TRY IT:
Answer these questions about the text below on potassium hydroxide and humic manufacturing:
1. What compound does KOH form when it absorbs CO2?
2. What pH does the Kelp4Less MSDS state?
3. After reacting with sulfuric acid, how is the product made into a powder?

DOCUMENT SEGMENT:
::::::

KOH is potassium hydroxide, caustic, high pH. It is known to absorb water and CO2 from rather easily in its dry form. When it absorbs CO2, it reacts to form potassium carbonate, which has been used as liquid lime for a long time. Plenty of data out there regarding it. To put it to the test, pour out half of a jug of Air8 and watch the sides suck in (from the absorption of the CO2).

Now to air8, which you have to take into account the manufacturing of humic.

react leonardite with KOH. Now in solution you have K, OH, HA, FA, plus remaining solids of leonardite, and a pH of 14. react it with a bit of sulfuric acid, you get the production of a solution K2SO4, KOH, HA, FA and then you filter off the remaining leonardite solids. pH may be a 13. Repeat with a little more sulfuric acid, filter it off. Typically this reacted down to a pH of 4-6. According to the MSDS of Kelp4Less, they state a 4-6 pH. It is either then bottled (humic 12) or sprayed through an atomizer and a heater to turned into a powder (a la kelp4less).

::::::

INFORMATION:
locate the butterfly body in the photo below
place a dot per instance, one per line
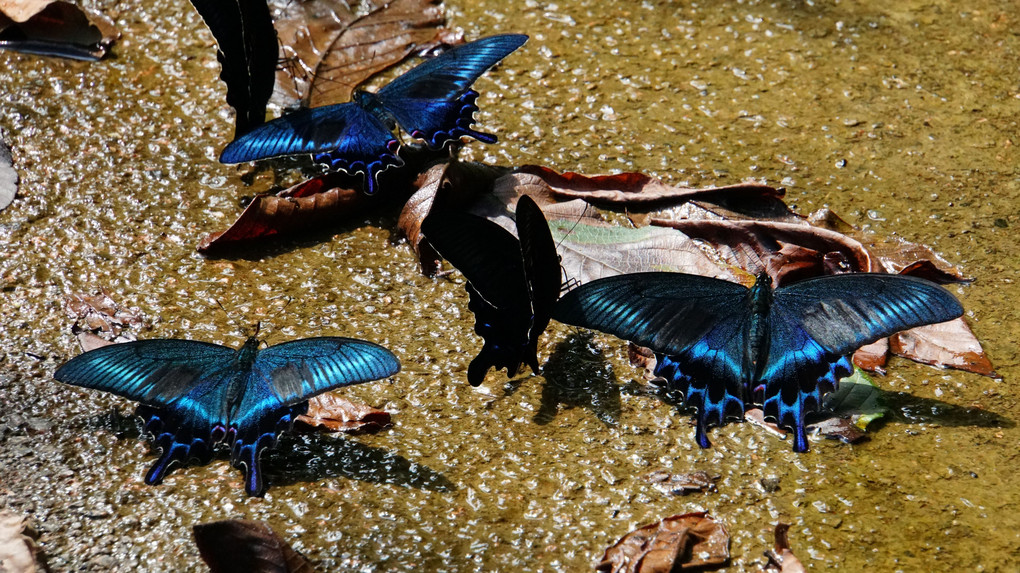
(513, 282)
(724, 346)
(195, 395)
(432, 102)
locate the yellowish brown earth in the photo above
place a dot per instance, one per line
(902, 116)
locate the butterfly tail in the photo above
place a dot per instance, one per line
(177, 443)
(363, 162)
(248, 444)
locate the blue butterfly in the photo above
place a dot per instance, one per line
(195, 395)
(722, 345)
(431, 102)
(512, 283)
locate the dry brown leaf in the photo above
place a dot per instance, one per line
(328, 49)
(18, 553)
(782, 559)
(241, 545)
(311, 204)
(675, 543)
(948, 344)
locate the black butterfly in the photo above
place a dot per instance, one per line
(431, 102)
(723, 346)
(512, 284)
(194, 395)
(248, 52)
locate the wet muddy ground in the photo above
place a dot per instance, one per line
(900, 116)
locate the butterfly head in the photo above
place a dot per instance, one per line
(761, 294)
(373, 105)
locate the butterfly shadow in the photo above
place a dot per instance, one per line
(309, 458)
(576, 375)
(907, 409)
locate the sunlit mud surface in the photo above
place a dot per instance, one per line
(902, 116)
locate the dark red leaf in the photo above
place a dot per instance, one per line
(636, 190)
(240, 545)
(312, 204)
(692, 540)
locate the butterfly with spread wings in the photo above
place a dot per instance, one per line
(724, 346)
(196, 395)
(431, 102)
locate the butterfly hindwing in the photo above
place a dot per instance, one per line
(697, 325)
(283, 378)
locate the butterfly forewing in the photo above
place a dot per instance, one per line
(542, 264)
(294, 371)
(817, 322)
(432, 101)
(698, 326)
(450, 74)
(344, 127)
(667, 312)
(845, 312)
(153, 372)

::::::

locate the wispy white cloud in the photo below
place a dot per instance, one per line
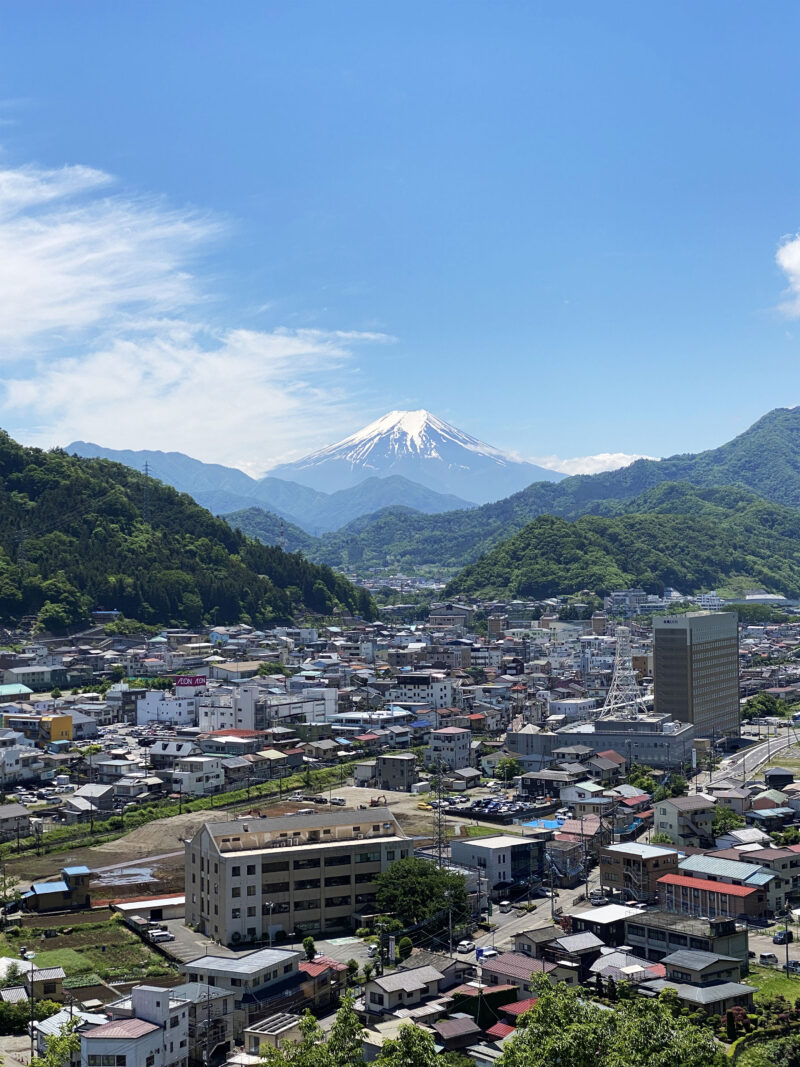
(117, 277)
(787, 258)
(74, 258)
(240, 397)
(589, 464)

::::::

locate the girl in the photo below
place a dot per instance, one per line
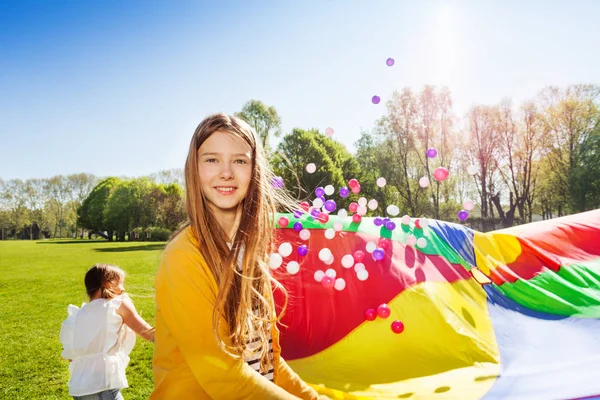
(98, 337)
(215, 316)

::::::

OUTPUT BELOW:
1. Potassium carbonate.
2. A pH of 4-6.
3. It is sprayed through an atomizer and a heater.